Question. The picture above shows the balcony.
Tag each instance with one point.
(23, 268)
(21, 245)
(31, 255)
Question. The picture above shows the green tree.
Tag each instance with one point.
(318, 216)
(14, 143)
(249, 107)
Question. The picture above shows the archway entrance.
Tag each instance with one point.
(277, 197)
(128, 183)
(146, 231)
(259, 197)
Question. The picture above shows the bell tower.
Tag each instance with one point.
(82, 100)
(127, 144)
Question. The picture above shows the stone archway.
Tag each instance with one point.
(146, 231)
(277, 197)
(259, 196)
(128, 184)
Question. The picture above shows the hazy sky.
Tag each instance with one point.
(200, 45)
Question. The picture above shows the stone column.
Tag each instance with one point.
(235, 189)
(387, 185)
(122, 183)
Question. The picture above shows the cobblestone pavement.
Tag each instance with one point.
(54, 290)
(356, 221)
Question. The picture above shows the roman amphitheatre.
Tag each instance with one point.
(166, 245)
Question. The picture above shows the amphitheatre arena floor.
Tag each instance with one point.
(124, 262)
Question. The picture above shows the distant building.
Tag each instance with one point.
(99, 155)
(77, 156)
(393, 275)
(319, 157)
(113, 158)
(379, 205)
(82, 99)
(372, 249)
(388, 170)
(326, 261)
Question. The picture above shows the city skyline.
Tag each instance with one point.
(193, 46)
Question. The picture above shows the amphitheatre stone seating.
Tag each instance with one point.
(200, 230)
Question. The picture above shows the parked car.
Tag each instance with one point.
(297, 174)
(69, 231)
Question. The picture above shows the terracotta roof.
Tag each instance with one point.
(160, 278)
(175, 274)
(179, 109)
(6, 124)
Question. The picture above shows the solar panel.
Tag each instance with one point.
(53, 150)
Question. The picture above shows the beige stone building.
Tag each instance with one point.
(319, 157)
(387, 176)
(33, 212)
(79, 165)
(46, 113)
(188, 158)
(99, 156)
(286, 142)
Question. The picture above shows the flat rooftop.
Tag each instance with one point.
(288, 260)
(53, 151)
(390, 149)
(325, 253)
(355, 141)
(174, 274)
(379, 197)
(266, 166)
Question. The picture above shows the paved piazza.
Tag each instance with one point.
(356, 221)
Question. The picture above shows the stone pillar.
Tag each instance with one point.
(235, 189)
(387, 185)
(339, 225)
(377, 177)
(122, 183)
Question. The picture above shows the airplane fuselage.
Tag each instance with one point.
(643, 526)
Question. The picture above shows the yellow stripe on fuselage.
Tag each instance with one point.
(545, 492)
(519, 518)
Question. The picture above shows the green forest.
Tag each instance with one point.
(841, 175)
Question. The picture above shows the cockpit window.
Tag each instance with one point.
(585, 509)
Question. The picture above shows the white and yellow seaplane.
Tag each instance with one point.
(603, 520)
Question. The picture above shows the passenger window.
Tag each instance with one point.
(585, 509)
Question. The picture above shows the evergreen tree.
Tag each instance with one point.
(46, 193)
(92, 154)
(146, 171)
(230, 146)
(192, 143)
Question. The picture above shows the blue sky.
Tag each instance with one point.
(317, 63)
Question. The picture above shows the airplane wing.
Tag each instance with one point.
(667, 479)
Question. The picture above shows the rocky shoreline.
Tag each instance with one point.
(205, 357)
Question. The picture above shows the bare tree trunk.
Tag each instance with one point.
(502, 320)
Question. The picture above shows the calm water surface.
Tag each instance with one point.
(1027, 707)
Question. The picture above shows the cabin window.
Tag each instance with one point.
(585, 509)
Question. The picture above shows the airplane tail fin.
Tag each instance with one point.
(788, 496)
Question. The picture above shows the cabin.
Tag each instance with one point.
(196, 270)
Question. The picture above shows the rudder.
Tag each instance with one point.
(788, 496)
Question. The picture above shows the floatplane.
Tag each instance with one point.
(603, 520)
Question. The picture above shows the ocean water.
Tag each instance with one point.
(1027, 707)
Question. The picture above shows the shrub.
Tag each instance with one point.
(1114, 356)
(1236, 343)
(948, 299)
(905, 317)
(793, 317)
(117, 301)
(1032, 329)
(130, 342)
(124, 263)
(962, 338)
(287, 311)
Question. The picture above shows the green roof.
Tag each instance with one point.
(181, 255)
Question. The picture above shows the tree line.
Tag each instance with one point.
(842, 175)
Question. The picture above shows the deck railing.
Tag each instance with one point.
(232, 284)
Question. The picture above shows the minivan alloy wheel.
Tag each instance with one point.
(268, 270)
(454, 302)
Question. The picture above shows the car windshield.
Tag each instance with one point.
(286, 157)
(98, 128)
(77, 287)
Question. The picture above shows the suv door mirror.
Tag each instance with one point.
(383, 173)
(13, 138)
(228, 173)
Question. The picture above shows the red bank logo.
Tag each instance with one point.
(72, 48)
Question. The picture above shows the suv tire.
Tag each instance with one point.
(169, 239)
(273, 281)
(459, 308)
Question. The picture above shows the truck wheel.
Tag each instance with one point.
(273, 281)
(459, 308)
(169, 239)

■ **Do this**
Return all of the data precisely as it appears.

■ **Task answer**
Question. The picture above shows the balcony.
Tag each instance with one point.
(23, 268)
(21, 245)
(31, 255)
Question. The picture above shows the green tree.
Tag each instance with one point.
(318, 216)
(14, 143)
(249, 107)
Question. The picture above shows the archway entrance.
Tag each instance with one point.
(277, 197)
(128, 183)
(146, 231)
(259, 197)
Question. The picture above shows the bell tower.
Tag each instance with one point.
(82, 100)
(127, 144)
Question. The picture above shows the stone archway.
Tag each instance with one point.
(146, 231)
(277, 197)
(259, 196)
(128, 184)
Question. The picture above shows the hazy sky.
Tag each instance with one point.
(200, 45)
Question. The picture above shows the stone column.
Tag each instance with one point.
(235, 189)
(387, 185)
(122, 183)
Question. The picture above shows the cobblestone pavement.
Tag each instance with one point.
(54, 290)
(356, 221)
Question. The picture above shows the roman amphitheatre.
Tag each instance with one point.
(166, 245)
Question. The picture above shows the amphitheatre arena floor.
Tag each instance with one point.
(124, 262)
Question. The picture above shows the distant building.
Tag each instance with one point.
(99, 155)
(77, 156)
(393, 275)
(319, 157)
(113, 158)
(379, 205)
(82, 99)
(372, 249)
(388, 170)
(326, 261)
Question. The picture above shows the city skyline.
Tag each instance with one point.
(193, 46)
Question. The picture above shows the amphitheatre stone seating.
Tag each instance with one point.
(200, 230)
Question. The picture above shows the parked car.
Tag each instance with one point.
(297, 174)
(69, 231)
Question. The picture above shows the terracotta roof.
Tag each instance with one point.
(160, 278)
(175, 274)
(179, 109)
(6, 124)
Question. The picture above shows the solar panel.
Tag each instance with one point.
(53, 150)
Question. The picture above shows the beige stone building.
Tag each instance with one point.
(319, 157)
(387, 176)
(33, 212)
(79, 165)
(46, 113)
(188, 158)
(99, 156)
(286, 142)
Question. The picture above shows the flat rooftop.
Tag each instance with one point.
(288, 260)
(53, 151)
(390, 149)
(325, 253)
(355, 141)
(174, 274)
(379, 197)
(266, 166)
Question. The picture above shows the paved piazza.
Tag each instance with one point.
(356, 221)
Question. The picture above shows the stone pillar.
Tag each instance with one point.
(235, 189)
(387, 185)
(339, 225)
(377, 177)
(122, 183)
Question. The picture above shows the airplane fuselage.
Tag each instance with one point.
(643, 526)
Question. The picture above shows the yellow stripe on fuselage.
Tag each instance with one point.
(545, 492)
(519, 518)
Question. The picture above shows the green forest.
Tag each instance with one point.
(841, 175)
Question. The picture above shows the cockpit window.
Tag each instance with one point.
(585, 509)
Question. The picture above shows the white and yellow seaplane.
Tag each instance with one point.
(603, 520)
Question. The picture above shows the passenger window.
Tag each instance with one point.
(585, 509)
Question. The picture above shows the evergreen tree.
Tag each instance with one point.
(46, 193)
(92, 154)
(146, 171)
(230, 146)
(192, 143)
Question. The picture above shows the blue sky.
Tag each instance with one point.
(317, 63)
Question. The picture above shows the airplane wing.
Tag each instance with one point.
(667, 479)
Question. The picture above shows the rocky shoreline.
Tag each instance with one point.
(205, 357)
Question. The picture above shows the bare tree trunk.
Tag each instance with one point.
(502, 320)
Question. The picture above shows the calm water surface.
Tag each instance with one point.
(1027, 707)
Question. The picture above shows the cabin window.
Tag each instance with one point.
(585, 509)
Question. The picture above shows the airplane tail fin.
Tag each instance with one point.
(788, 496)
Question. The picture above shows the cabin.
Tag each instance with one point.
(196, 270)
Question. The picture above shows the rudder.
Tag each instance with one point.
(788, 496)
Question. The picture above shows the floatplane.
Tag each instance with one point.
(603, 520)
Question. The picture above shows the ocean water.
Tag each instance with one point.
(1027, 707)
Question. The picture above shows the shrub.
Tag each instance with one point.
(1114, 356)
(1236, 343)
(948, 299)
(905, 317)
(793, 317)
(117, 301)
(1032, 329)
(130, 342)
(124, 263)
(962, 338)
(287, 311)
Question. The picture above shows the green roof.
Tag each instance with one point.
(181, 255)
Question. The picture above shows the tree line.
Tag each instance with one point.
(842, 175)
Question. The picture above shows the deck railing.
Tag each instance with one point.
(232, 284)
Question. The picture above shows the minivan alloy wheel.
Tag each instance with one point.
(268, 270)
(454, 302)
Question. The picture above shows the car windshield.
Tag each instance with one point.
(286, 157)
(98, 128)
(77, 287)
Question. The picture above shows the suv door mirror.
Tag each instance with one point.
(383, 173)
(13, 138)
(228, 173)
Question. The picture above shows the red bank logo.
Tag each instance with one point.
(72, 48)
Question. The picture above shows the suv tire.
Tag each instance with one point.
(169, 239)
(273, 281)
(459, 308)
Question. The picture above shows the truck wheel.
Tag each instance with one point.
(273, 281)
(459, 308)
(169, 239)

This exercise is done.